# DIRECTIONS FOR THIS TASK
Output every entry exactly as given.

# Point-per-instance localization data
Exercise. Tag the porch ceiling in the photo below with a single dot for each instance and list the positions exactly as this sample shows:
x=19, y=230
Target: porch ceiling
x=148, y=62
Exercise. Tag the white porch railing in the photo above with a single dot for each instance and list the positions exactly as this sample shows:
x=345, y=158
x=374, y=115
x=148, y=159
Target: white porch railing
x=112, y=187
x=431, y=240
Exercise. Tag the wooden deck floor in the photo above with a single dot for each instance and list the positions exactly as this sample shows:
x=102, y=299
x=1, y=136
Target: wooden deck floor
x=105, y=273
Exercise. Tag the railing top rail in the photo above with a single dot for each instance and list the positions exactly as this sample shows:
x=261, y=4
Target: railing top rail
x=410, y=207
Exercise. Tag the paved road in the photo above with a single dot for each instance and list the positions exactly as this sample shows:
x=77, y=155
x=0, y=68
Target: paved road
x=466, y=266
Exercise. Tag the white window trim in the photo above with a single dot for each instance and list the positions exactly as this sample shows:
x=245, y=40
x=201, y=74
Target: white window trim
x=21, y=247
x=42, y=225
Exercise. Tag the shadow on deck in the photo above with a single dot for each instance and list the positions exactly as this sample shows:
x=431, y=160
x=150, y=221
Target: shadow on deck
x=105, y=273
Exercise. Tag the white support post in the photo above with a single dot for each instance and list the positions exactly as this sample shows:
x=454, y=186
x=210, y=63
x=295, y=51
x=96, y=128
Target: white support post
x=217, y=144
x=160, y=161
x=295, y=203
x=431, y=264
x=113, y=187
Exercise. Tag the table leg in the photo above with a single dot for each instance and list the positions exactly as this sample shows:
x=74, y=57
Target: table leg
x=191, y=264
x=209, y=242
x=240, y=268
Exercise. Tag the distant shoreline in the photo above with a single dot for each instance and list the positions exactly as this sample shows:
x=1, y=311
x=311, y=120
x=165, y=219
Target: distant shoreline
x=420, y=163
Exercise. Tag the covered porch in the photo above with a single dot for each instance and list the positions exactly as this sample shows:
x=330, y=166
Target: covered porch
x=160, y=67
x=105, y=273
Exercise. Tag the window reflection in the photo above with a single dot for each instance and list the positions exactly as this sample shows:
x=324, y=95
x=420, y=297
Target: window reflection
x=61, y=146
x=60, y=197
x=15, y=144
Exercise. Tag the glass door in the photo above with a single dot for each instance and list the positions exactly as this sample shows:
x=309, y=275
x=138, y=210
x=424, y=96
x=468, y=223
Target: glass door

# ANSWER BOX
Exercise. Tag the porch ceiling in the photo below with a single dot for each instance and list the positions exactly as this sample shows:
x=19, y=230
Target: porch ceiling
x=148, y=62
Exercise. Tag the white porch railing in the photo above with a single dot for each instance and list the positions exactly as this sample shows:
x=345, y=158
x=374, y=115
x=148, y=159
Target: white porch railing
x=112, y=187
x=431, y=240
Exercise. Tag the wooden deck floor in the photo above with a single dot for each instance and list the positions exactly as this sample shows:
x=102, y=299
x=1, y=136
Target: wooden deck floor
x=105, y=273
Exercise. Tag the railing top rail in the photo above with a single dot for each instance and list the positions exactly as this sample shows:
x=261, y=4
Target: railing top rail
x=410, y=207
Exercise. Tag the paved road in the photo above with a single dot for each instance and list the positions exactly as this sample shows:
x=77, y=155
x=0, y=68
Target: paved road
x=466, y=266
Exercise. Tag the white window trim in the photo above with a single dot for each instance and list the positions exactly as this sample shows:
x=245, y=40
x=201, y=74
Target: white window trim
x=21, y=247
x=42, y=225
Exercise. Tag the shadow on deck in the photo above with a single dot for each instance and list the positions exactly as this sample shows:
x=431, y=160
x=150, y=221
Target: shadow on deck
x=105, y=273
Exercise. Tag the white support post in the photo above with a single dot for each instance and list the positions exactly as this sample shows:
x=454, y=186
x=210, y=63
x=295, y=51
x=96, y=128
Target: white support post
x=217, y=144
x=160, y=161
x=295, y=203
x=431, y=264
x=113, y=187
Exercise. Tag the table leg in the photo above with a single dot for each instance and list the positions exactly as this sample shows:
x=74, y=57
Target: table leg
x=191, y=264
x=209, y=242
x=240, y=268
Exercise. Tag the distant shoreline in the photo above with a single dot for each instance and list the positions exactly as this sample shows:
x=1, y=311
x=311, y=120
x=165, y=219
Target: distant shoreline
x=420, y=163
Exercise. Tag the covered porch in the photo above with a single dot for each instance and list the positions exactly as this sample shows:
x=330, y=166
Target: covered porch
x=160, y=67
x=105, y=273
Exercise. Tag the window reflection in the photo above with a single dot for each instance and list the positions exactly as this sample shows:
x=324, y=95
x=420, y=297
Target: window reflection
x=61, y=146
x=60, y=197
x=15, y=144
Exercise. Tag the glass door in the photo above with a single dot for each instance and list the positions exactly as this sample shows:
x=309, y=275
x=138, y=210
x=424, y=96
x=468, y=223
Target: glass door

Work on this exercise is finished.